Brief: Extract every line in the records below that contains the string "white".

Supplied information:
========================

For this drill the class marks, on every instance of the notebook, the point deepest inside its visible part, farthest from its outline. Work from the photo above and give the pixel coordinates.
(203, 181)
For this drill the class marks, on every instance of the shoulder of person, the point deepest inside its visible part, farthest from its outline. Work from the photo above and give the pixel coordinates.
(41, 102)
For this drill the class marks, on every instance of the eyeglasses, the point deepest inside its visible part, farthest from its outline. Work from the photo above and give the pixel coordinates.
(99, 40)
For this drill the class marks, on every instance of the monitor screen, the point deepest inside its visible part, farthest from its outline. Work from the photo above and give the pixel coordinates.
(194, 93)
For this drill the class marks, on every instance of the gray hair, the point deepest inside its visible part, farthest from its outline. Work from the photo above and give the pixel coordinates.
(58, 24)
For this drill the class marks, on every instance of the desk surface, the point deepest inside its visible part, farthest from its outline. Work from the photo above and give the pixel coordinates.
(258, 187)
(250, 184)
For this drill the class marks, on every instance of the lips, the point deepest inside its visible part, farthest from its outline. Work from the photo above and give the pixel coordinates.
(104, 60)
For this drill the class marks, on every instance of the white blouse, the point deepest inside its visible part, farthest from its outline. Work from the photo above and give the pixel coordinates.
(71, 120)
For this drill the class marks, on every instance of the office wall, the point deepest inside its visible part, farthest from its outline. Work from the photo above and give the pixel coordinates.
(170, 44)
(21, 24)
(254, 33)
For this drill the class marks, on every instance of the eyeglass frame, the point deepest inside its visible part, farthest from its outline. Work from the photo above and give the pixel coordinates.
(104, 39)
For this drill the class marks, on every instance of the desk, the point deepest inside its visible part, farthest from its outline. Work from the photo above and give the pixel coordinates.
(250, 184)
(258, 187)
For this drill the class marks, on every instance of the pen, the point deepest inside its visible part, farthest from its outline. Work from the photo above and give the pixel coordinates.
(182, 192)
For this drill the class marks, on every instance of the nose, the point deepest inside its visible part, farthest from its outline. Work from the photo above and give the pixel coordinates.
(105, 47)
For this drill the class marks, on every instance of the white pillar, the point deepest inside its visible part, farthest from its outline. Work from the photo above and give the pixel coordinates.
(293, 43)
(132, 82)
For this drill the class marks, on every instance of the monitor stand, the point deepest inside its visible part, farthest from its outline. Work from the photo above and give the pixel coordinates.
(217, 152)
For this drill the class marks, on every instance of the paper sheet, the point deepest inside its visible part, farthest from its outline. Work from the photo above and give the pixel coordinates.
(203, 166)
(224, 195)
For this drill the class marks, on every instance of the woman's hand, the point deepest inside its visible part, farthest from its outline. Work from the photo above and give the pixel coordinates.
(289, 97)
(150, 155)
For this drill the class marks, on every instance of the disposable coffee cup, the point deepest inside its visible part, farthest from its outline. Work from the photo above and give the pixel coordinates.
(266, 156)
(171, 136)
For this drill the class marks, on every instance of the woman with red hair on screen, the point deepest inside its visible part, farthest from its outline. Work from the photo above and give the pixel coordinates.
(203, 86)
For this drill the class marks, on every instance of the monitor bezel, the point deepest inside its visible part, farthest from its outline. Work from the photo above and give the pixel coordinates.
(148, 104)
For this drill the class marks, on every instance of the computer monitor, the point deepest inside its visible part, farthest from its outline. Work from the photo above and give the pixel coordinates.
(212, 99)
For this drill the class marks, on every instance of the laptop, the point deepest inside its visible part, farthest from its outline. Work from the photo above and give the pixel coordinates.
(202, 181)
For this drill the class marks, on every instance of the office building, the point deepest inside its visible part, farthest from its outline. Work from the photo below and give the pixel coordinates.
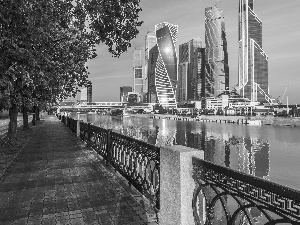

========================

Answer:
For this drill the class marks, on every instance of the white blouse, the point deepest inside its visible part, farthest from its outline. Work from the photo above and give the pixel coordinates.
For this drill the class marks, on every instance of the white pillar, the point deepest inside its visible part, farthest from its outline. Work from the photo above and give the pixel coordinates.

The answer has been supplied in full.